## Data to process
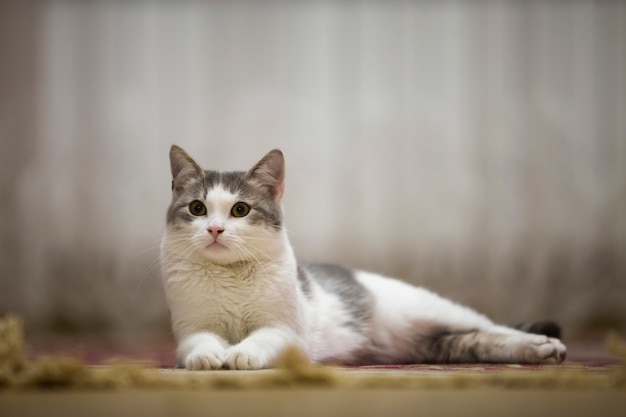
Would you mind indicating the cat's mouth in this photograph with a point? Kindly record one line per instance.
(216, 245)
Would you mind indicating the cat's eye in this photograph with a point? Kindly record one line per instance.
(197, 208)
(240, 210)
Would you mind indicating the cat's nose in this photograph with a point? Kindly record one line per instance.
(216, 231)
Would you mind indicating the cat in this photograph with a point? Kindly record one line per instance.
(238, 298)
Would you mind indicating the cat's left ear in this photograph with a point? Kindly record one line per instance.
(269, 172)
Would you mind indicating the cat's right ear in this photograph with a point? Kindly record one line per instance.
(183, 168)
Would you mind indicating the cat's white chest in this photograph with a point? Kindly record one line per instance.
(232, 302)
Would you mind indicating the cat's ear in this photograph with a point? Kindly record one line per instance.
(269, 172)
(183, 167)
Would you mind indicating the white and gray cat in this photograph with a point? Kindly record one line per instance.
(238, 298)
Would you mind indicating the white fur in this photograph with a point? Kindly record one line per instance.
(215, 307)
(239, 305)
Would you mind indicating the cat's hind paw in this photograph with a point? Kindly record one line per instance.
(547, 350)
(199, 360)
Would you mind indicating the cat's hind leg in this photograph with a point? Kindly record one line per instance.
(492, 347)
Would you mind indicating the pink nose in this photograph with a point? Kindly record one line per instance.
(216, 231)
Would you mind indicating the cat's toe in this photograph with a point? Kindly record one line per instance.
(198, 361)
(244, 360)
(547, 351)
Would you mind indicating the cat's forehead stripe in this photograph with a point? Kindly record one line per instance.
(219, 193)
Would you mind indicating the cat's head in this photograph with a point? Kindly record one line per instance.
(225, 217)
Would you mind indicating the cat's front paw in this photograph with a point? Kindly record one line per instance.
(202, 359)
(243, 358)
(546, 350)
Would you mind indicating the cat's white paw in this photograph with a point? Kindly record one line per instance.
(243, 358)
(545, 350)
(201, 359)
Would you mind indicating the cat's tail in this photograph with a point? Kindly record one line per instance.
(546, 328)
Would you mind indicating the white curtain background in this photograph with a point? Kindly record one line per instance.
(477, 148)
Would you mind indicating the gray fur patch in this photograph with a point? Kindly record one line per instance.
(340, 281)
(265, 210)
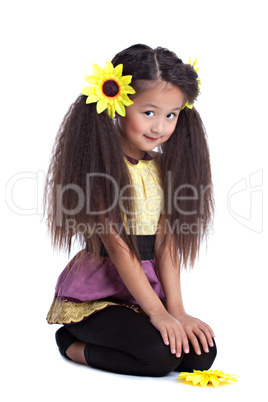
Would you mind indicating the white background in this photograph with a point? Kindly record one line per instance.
(47, 48)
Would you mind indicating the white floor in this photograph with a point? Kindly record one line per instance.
(48, 48)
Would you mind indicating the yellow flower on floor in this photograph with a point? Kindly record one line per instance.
(190, 105)
(204, 377)
(109, 89)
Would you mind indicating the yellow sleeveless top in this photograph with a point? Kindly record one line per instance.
(148, 195)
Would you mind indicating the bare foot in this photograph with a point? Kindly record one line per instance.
(76, 352)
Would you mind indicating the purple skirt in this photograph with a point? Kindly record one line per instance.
(87, 283)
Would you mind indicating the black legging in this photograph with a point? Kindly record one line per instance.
(121, 341)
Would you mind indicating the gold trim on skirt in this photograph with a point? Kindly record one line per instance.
(67, 312)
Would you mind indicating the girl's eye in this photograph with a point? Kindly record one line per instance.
(171, 116)
(149, 113)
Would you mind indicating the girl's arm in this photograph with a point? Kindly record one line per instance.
(138, 285)
(169, 273)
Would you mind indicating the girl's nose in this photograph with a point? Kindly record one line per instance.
(157, 126)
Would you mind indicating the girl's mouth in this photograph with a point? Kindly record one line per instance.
(150, 138)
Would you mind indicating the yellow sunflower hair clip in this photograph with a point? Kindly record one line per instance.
(190, 105)
(205, 377)
(109, 89)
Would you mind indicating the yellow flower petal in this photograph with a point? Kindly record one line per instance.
(126, 79)
(111, 110)
(204, 381)
(118, 70)
(215, 381)
(120, 109)
(112, 103)
(91, 79)
(108, 68)
(198, 378)
(101, 106)
(92, 98)
(88, 91)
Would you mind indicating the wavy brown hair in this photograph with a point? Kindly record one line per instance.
(87, 167)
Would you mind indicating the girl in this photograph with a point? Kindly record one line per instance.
(140, 216)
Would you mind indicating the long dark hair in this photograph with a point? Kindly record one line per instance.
(88, 146)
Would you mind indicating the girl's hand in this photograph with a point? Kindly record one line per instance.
(172, 332)
(196, 329)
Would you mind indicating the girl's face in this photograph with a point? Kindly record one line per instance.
(151, 119)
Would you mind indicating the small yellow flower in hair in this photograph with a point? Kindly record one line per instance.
(109, 89)
(204, 377)
(190, 105)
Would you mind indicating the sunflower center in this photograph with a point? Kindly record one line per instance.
(110, 88)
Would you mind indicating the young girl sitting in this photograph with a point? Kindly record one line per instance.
(139, 215)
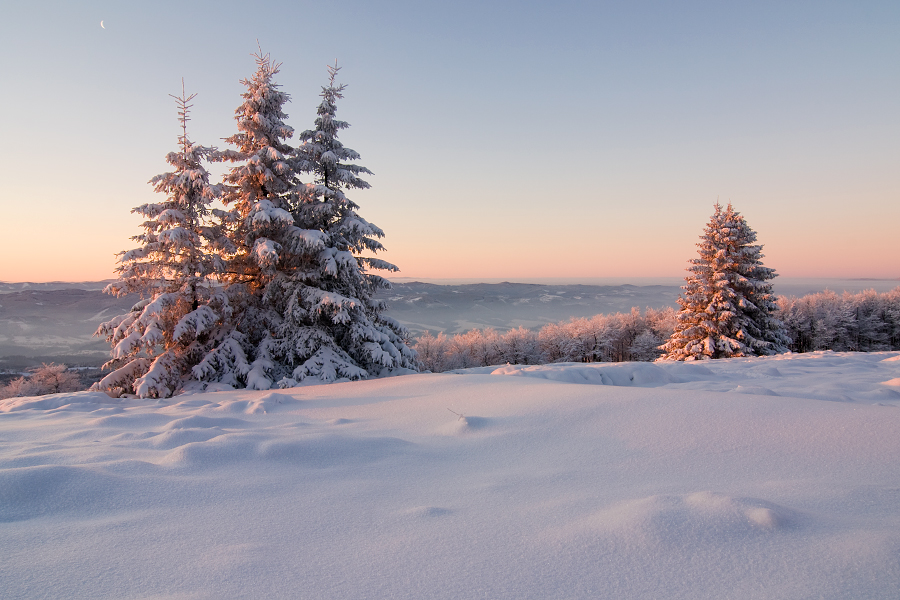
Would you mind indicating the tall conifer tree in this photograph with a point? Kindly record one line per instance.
(332, 325)
(175, 324)
(727, 307)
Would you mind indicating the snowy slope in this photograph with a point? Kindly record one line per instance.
(776, 477)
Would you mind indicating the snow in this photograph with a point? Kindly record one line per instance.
(772, 477)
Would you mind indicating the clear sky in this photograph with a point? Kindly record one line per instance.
(508, 139)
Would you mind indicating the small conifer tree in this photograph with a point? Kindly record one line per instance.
(727, 307)
(179, 316)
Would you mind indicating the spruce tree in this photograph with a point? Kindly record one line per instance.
(332, 326)
(299, 286)
(727, 307)
(261, 194)
(179, 316)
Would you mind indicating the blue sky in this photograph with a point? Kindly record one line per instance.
(508, 140)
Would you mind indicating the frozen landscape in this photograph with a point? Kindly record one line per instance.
(55, 322)
(773, 477)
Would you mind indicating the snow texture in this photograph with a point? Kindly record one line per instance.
(769, 477)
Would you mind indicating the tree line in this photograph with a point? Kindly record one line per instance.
(850, 322)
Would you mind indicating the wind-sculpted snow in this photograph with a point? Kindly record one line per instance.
(736, 478)
(842, 377)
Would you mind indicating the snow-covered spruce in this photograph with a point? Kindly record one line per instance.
(261, 196)
(180, 316)
(332, 326)
(727, 307)
(299, 285)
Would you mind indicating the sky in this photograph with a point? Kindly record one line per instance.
(508, 140)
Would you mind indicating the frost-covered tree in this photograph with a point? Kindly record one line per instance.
(179, 316)
(727, 307)
(330, 324)
(261, 195)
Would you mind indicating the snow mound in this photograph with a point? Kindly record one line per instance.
(675, 518)
(618, 374)
(73, 400)
(466, 424)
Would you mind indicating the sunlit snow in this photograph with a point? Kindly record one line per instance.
(775, 477)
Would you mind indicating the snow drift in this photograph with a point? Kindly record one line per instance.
(772, 477)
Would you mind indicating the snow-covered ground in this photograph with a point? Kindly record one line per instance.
(776, 477)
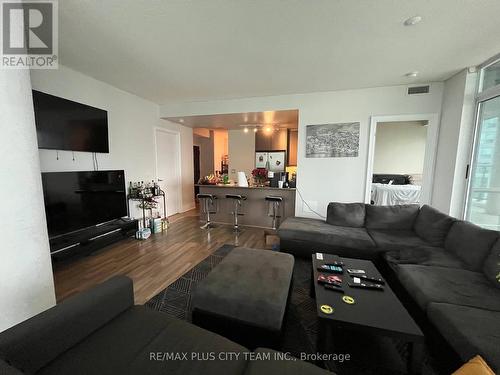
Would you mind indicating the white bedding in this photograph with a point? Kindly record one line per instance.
(384, 194)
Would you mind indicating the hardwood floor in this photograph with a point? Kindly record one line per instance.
(155, 263)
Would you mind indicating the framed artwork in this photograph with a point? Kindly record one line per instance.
(276, 160)
(260, 159)
(332, 140)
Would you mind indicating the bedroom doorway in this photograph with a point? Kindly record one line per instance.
(401, 159)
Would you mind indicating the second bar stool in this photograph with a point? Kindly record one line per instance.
(275, 203)
(209, 207)
(237, 204)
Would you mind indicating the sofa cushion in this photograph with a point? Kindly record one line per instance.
(272, 364)
(319, 232)
(470, 243)
(124, 345)
(395, 239)
(55, 329)
(111, 348)
(491, 266)
(401, 217)
(212, 354)
(346, 214)
(432, 225)
(428, 284)
(425, 256)
(470, 331)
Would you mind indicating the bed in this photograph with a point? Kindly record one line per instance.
(389, 194)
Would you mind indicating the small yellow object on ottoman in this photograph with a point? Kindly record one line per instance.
(476, 366)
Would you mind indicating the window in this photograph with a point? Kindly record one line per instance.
(483, 197)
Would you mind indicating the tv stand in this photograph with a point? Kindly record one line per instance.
(91, 239)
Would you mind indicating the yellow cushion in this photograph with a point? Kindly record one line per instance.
(476, 366)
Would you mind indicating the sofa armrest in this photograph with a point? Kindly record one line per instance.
(32, 344)
(346, 214)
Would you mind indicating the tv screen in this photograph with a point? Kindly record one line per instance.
(62, 124)
(77, 200)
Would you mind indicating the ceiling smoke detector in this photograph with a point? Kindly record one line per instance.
(411, 74)
(412, 21)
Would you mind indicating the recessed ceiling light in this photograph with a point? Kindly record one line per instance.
(412, 21)
(411, 74)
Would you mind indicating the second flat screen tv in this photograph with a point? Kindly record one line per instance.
(62, 124)
(77, 200)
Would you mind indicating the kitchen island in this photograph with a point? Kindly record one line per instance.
(255, 208)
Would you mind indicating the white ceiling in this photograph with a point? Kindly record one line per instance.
(180, 50)
(276, 119)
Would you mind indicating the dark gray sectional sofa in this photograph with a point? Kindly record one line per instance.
(449, 267)
(101, 332)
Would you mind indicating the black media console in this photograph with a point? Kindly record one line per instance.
(91, 239)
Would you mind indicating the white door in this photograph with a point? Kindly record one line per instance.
(168, 168)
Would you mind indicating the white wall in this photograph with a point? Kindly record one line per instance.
(334, 179)
(206, 145)
(26, 283)
(400, 147)
(455, 143)
(131, 121)
(241, 151)
(220, 147)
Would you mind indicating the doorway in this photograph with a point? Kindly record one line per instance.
(401, 155)
(196, 169)
(168, 168)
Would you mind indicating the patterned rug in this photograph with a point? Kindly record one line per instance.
(371, 355)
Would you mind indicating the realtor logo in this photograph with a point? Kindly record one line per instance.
(29, 34)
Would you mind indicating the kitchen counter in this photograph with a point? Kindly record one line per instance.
(255, 208)
(243, 187)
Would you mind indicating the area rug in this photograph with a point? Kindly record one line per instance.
(371, 355)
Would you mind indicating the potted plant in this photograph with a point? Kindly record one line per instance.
(260, 176)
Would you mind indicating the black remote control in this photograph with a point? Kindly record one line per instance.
(366, 286)
(334, 288)
(368, 278)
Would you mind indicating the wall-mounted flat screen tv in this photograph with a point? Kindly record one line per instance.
(77, 200)
(62, 124)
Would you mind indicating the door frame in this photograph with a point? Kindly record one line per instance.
(177, 134)
(430, 150)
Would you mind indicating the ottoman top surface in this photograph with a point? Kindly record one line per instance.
(248, 285)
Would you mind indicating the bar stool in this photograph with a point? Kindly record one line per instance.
(237, 199)
(275, 203)
(208, 202)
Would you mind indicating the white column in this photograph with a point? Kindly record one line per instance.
(26, 281)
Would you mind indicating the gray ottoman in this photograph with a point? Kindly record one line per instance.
(245, 297)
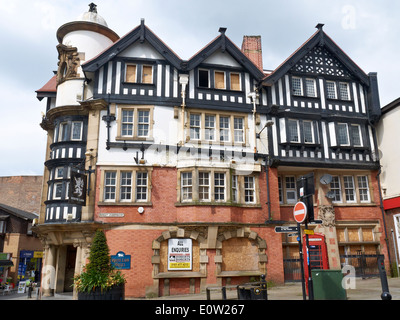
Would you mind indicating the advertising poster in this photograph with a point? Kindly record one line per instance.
(179, 254)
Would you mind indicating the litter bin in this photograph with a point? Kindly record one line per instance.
(327, 285)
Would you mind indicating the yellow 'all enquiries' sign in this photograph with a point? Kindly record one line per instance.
(179, 254)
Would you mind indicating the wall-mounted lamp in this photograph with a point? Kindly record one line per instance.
(269, 123)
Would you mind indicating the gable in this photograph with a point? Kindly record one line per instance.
(141, 50)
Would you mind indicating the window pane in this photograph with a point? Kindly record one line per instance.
(186, 182)
(343, 135)
(310, 87)
(147, 76)
(219, 186)
(224, 128)
(331, 89)
(308, 132)
(130, 73)
(219, 80)
(363, 188)
(76, 131)
(344, 91)
(335, 187)
(349, 188)
(249, 190)
(143, 123)
(297, 86)
(203, 79)
(204, 185)
(355, 135)
(293, 131)
(110, 185)
(195, 126)
(126, 185)
(141, 186)
(127, 123)
(210, 127)
(235, 81)
(238, 130)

## Exercise details
Retype precisely, and only, the lines from the one holding "Would you mind indicating the bar stool" through the final line of the data above, with the pictures omitted.

## Finished task
Would you mind indicating the bar stool in this photograph with a point? Kindly record one line per instance.
(237, 199)
(275, 203)
(208, 202)
Would you mind indicating the white column in this photograph with a point? Kindly record one line per instance.
(26, 281)
Would you mind indicating the gray ottoman in this photograph with a point? Kindly record one line per instance.
(245, 297)
Would you mind indicating the advertising poster in this photograph with a point? Kindly record one line per instance.
(179, 254)
Would you mind indicating the litter bin in this photograph with a point? Kindly record one line per instance.
(327, 285)
Would you mind indicating the yellow 'all enquiries' sign in this photograph with a point? Kindly record one line per instance.
(179, 254)
Would you mind indicating the wall-mounted lamp in this photograph with a point? Kindly record one line per instance.
(269, 123)
Would you mind indicating the gable in this photograph with a point? Kindly record one line per instance.
(141, 50)
Would you mind indicating the window pane in this photograph with a point? Kindly record one line per instance.
(186, 182)
(343, 135)
(310, 87)
(147, 76)
(219, 186)
(224, 128)
(331, 89)
(308, 132)
(130, 73)
(219, 80)
(363, 188)
(76, 131)
(344, 91)
(335, 187)
(349, 188)
(249, 190)
(143, 123)
(297, 86)
(203, 79)
(204, 185)
(355, 135)
(293, 131)
(110, 185)
(195, 126)
(126, 185)
(141, 186)
(127, 123)
(210, 127)
(235, 81)
(238, 130)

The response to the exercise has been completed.